### [Task inputs]

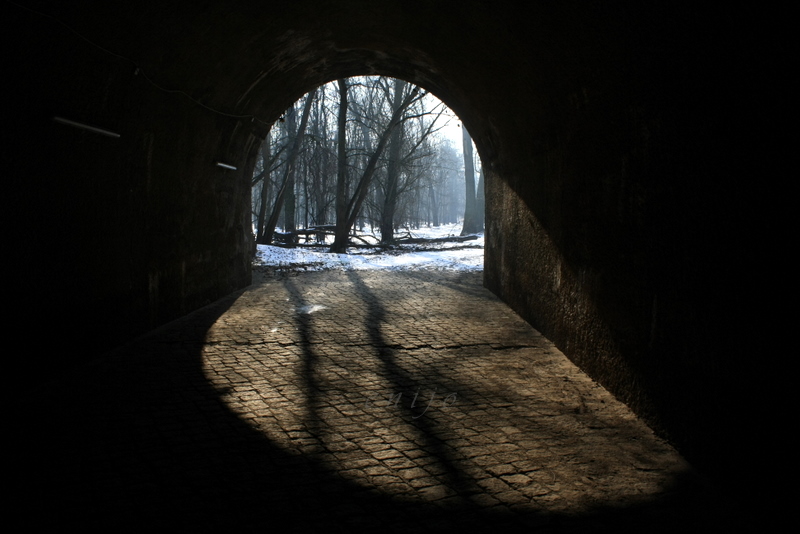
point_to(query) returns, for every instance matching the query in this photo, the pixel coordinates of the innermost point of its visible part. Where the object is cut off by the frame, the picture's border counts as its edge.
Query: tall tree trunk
(393, 169)
(434, 208)
(470, 210)
(360, 193)
(481, 201)
(262, 209)
(340, 234)
(288, 178)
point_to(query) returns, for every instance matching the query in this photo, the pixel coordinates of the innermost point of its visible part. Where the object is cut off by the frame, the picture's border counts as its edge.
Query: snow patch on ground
(466, 256)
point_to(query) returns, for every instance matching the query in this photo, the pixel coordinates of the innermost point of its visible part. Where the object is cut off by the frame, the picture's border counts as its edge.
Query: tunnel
(629, 148)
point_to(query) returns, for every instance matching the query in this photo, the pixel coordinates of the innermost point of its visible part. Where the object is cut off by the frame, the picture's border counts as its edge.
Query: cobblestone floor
(352, 402)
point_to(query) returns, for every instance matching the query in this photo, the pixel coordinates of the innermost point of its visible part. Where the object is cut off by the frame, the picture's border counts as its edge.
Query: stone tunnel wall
(605, 130)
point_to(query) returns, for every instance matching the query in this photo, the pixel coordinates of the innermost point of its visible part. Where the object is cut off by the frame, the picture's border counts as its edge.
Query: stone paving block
(391, 401)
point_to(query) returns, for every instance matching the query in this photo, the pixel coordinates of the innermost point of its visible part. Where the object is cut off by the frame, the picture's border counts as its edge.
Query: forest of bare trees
(363, 154)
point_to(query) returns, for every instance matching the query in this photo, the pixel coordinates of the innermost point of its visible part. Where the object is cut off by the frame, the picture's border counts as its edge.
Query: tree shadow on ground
(143, 442)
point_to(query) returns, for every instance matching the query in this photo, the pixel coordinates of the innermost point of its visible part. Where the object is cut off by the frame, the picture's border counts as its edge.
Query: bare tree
(288, 179)
(471, 221)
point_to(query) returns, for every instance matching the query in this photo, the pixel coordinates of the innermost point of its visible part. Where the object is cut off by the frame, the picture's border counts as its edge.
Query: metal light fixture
(94, 129)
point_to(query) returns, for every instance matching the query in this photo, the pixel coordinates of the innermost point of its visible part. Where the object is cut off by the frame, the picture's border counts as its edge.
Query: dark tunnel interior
(635, 197)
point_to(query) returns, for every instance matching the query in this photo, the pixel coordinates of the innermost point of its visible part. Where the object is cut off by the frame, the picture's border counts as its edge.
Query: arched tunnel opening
(605, 131)
(372, 156)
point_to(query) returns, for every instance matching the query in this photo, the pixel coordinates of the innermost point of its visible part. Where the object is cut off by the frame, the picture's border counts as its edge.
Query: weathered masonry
(631, 151)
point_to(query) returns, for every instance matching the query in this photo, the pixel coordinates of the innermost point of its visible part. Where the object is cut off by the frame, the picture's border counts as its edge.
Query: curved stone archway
(592, 121)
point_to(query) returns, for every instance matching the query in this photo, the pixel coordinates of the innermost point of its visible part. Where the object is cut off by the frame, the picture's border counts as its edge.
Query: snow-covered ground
(466, 256)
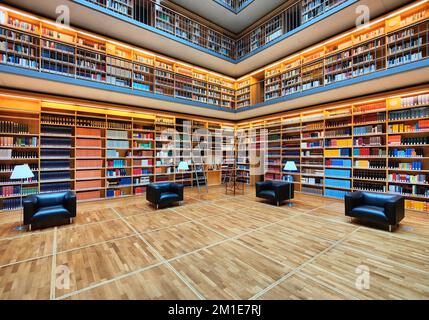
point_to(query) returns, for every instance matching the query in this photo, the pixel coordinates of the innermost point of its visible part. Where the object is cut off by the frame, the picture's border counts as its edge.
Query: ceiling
(227, 19)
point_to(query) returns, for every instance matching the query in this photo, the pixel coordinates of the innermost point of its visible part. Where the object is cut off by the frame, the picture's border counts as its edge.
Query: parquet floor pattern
(215, 246)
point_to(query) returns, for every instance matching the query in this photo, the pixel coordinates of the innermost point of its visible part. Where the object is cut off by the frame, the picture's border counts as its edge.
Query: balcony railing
(235, 5)
(165, 19)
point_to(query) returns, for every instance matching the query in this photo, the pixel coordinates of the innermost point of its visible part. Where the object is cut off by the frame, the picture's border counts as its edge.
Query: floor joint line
(300, 267)
(162, 259)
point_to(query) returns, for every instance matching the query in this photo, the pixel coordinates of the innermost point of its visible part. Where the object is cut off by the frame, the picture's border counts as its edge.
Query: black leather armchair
(48, 210)
(384, 209)
(276, 191)
(164, 193)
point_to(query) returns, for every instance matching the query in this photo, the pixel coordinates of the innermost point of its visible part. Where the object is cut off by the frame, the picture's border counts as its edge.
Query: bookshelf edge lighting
(139, 70)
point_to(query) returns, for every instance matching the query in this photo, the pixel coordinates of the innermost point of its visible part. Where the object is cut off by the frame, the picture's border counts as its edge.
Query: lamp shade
(290, 166)
(21, 172)
(183, 166)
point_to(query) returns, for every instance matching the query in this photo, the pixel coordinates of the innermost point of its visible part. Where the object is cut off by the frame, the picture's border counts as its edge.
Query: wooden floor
(214, 247)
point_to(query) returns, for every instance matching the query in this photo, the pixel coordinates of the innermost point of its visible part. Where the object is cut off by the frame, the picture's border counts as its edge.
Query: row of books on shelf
(13, 127)
(368, 129)
(116, 173)
(339, 163)
(56, 142)
(400, 140)
(407, 178)
(419, 100)
(406, 153)
(141, 171)
(417, 205)
(415, 165)
(332, 193)
(371, 152)
(338, 183)
(13, 154)
(368, 141)
(337, 173)
(401, 127)
(369, 175)
(116, 163)
(57, 175)
(337, 152)
(119, 182)
(121, 144)
(141, 180)
(18, 141)
(370, 164)
(116, 193)
(412, 113)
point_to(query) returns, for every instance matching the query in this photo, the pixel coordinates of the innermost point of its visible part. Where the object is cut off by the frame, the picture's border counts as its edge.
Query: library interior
(212, 150)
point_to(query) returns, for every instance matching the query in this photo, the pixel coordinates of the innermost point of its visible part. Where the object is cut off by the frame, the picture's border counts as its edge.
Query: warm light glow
(410, 94)
(17, 97)
(275, 64)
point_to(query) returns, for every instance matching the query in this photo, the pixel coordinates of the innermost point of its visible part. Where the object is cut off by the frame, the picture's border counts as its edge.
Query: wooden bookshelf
(31, 42)
(379, 145)
(100, 153)
(242, 93)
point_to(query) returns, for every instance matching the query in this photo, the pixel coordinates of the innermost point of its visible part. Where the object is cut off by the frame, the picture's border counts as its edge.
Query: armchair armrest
(264, 185)
(153, 193)
(30, 207)
(70, 203)
(394, 209)
(352, 200)
(177, 189)
(284, 190)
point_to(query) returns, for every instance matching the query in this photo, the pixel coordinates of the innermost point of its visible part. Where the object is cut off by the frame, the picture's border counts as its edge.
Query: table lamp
(183, 166)
(21, 172)
(290, 166)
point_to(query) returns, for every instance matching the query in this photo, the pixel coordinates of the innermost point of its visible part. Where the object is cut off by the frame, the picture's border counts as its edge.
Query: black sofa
(165, 193)
(384, 209)
(49, 210)
(275, 191)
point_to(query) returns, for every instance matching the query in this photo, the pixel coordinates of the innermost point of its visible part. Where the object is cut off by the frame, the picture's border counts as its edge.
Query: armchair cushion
(386, 209)
(164, 193)
(276, 191)
(51, 209)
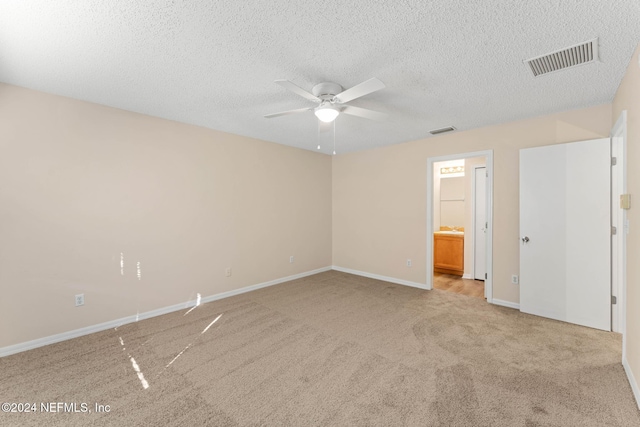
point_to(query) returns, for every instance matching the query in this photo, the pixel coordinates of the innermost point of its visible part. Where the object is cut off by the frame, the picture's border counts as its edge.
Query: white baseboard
(40, 342)
(505, 303)
(378, 277)
(632, 380)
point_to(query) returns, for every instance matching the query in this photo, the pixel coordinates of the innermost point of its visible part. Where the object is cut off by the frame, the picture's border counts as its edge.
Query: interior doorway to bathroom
(459, 242)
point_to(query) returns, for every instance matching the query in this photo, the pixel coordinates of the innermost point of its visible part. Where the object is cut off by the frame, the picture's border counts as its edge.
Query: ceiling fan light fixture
(327, 113)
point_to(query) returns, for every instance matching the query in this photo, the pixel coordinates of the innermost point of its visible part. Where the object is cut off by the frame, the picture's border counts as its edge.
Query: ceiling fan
(332, 97)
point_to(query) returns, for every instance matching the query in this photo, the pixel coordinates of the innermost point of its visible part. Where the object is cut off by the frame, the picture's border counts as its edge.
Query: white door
(565, 232)
(479, 222)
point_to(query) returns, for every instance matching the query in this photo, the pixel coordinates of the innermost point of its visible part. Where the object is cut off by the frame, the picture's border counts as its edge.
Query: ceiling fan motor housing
(327, 90)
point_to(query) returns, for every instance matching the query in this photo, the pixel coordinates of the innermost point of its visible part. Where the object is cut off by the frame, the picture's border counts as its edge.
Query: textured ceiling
(213, 63)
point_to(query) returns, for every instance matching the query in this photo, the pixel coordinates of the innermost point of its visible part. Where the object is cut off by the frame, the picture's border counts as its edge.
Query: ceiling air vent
(579, 54)
(442, 130)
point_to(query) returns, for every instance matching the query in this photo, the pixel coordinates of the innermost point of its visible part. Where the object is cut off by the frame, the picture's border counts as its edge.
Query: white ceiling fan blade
(284, 113)
(297, 89)
(364, 113)
(359, 90)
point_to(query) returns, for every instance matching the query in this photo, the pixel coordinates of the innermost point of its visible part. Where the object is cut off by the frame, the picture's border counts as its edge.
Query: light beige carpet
(331, 349)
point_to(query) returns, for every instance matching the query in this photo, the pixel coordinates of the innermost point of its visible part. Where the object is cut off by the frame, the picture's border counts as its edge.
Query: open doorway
(459, 218)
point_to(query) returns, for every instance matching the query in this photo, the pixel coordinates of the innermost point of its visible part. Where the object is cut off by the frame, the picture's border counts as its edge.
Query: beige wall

### [Your goal]
Which lines in the items above contain the word "wooden"? Copy out every one of them.

### [Solution to the problem]
Query: wooden floor
Query: wooden bookshelf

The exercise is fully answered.